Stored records
+-------+

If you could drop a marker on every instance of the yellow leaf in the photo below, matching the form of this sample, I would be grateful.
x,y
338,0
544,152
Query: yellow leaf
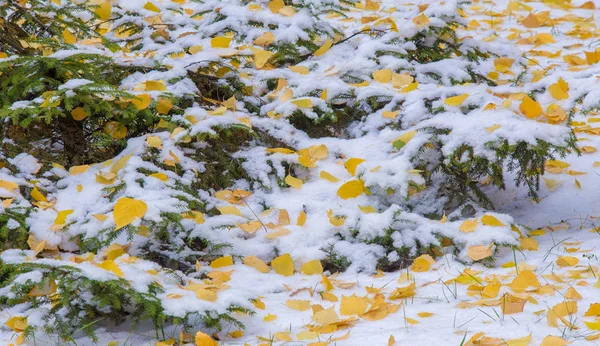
x,y
525,281
312,267
78,114
283,265
559,90
367,209
300,69
265,39
301,218
593,310
8,185
229,210
75,170
69,37
303,103
141,101
353,305
422,263
351,189
128,210
17,323
335,220
528,244
479,252
270,317
37,195
276,5
468,226
421,20
456,100
300,305
261,56
530,108
106,178
224,261
221,42
61,217
256,263
202,339
151,7
293,182
195,49
567,261
324,48
389,114
115,129
155,85
154,142
111,266
383,76
551,340
351,165
490,220
164,106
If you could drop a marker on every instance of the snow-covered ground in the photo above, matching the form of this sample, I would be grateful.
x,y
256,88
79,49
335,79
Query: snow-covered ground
x,y
545,292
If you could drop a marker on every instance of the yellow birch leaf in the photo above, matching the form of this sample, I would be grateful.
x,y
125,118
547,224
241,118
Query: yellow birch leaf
x,y
224,261
530,108
352,163
276,5
490,220
353,305
202,339
78,114
141,101
111,266
383,76
390,114
468,226
256,263
551,340
421,20
128,210
265,39
335,220
456,100
301,218
327,176
478,252
351,189
151,7
75,170
229,210
283,265
61,217
69,37
8,185
154,142
303,103
293,182
300,69
312,267
37,195
155,85
422,263
324,48
567,261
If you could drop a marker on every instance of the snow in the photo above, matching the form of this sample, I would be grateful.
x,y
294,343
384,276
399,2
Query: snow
x,y
571,204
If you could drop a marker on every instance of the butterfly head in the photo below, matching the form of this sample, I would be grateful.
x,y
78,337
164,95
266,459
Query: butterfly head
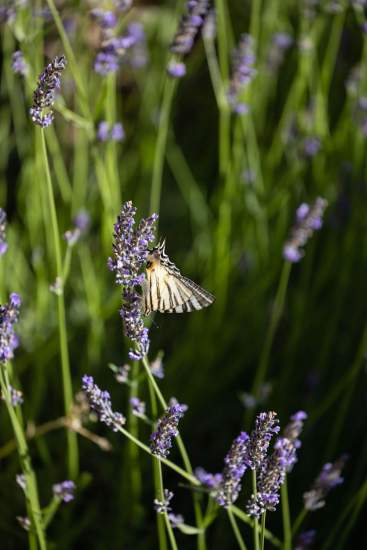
x,y
155,255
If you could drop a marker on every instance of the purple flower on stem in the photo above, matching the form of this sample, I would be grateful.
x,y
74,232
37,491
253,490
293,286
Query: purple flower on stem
x,y
44,96
163,506
211,481
189,26
130,251
234,469
266,425
242,74
100,402
328,479
137,406
3,243
270,476
308,220
167,427
176,69
9,314
18,63
64,490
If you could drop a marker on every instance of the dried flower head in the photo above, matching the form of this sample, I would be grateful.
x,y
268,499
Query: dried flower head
x,y
9,314
308,220
100,402
130,251
3,243
49,81
189,26
234,469
328,479
167,427
64,490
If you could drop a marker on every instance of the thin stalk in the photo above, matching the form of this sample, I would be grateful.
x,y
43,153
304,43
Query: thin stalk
x,y
287,530
236,531
26,465
171,535
185,458
72,443
273,325
160,147
262,536
160,521
256,522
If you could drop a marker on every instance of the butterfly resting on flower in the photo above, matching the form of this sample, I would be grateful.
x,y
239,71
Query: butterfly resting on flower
x,y
166,290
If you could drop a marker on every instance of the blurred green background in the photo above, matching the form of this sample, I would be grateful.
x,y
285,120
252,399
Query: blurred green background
x,y
225,225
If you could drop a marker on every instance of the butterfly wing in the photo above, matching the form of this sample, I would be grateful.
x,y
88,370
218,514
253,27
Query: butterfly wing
x,y
167,291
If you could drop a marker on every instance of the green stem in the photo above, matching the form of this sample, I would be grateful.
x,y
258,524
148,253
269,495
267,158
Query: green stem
x,y
31,481
184,455
237,533
160,148
256,522
275,317
262,537
287,531
171,535
72,443
50,511
299,520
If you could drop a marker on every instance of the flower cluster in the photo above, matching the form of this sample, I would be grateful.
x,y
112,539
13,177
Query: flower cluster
x,y
308,220
44,96
270,476
3,243
328,479
18,63
9,314
137,406
100,402
211,481
189,26
163,506
130,251
266,425
235,467
64,490
161,439
114,133
242,74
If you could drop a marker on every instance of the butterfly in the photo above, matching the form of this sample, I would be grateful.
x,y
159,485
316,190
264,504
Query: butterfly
x,y
166,290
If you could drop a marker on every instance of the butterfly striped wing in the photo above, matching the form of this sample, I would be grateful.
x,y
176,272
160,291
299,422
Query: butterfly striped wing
x,y
167,291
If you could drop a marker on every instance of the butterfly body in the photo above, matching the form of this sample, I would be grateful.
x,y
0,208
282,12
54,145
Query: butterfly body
x,y
167,290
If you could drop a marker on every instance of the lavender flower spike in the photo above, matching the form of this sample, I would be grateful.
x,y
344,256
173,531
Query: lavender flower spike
x,y
308,220
8,317
100,402
189,26
161,440
130,251
265,427
328,479
44,96
3,243
64,490
235,467
270,476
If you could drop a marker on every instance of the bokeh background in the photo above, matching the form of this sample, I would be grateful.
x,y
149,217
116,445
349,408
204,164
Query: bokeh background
x,y
225,224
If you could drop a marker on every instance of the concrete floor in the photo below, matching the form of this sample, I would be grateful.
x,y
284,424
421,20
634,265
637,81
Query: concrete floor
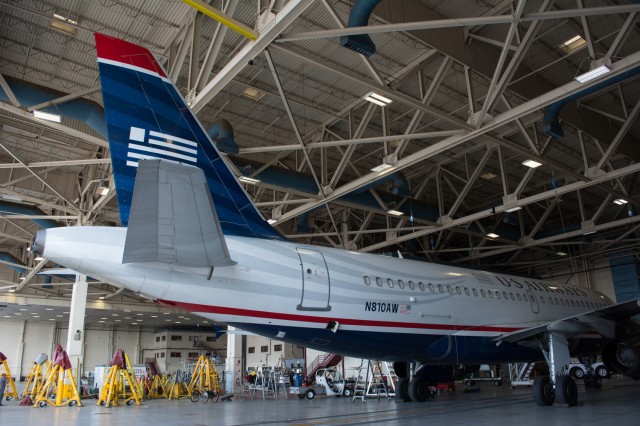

+-------+

Job: Display every line of the material that contains the string "yellow", copying each such line in full.

Response below:
If you could drop a marker on every instance of the yellow leaf in the photo below, matching the form of this sample, I would be grateful.
Query: yellow leaf
If you could drop a marker on every instance of the yellow birch leaf in the photo above, matching the form of this sample, I would be grateful.
Query: yellow birch leaf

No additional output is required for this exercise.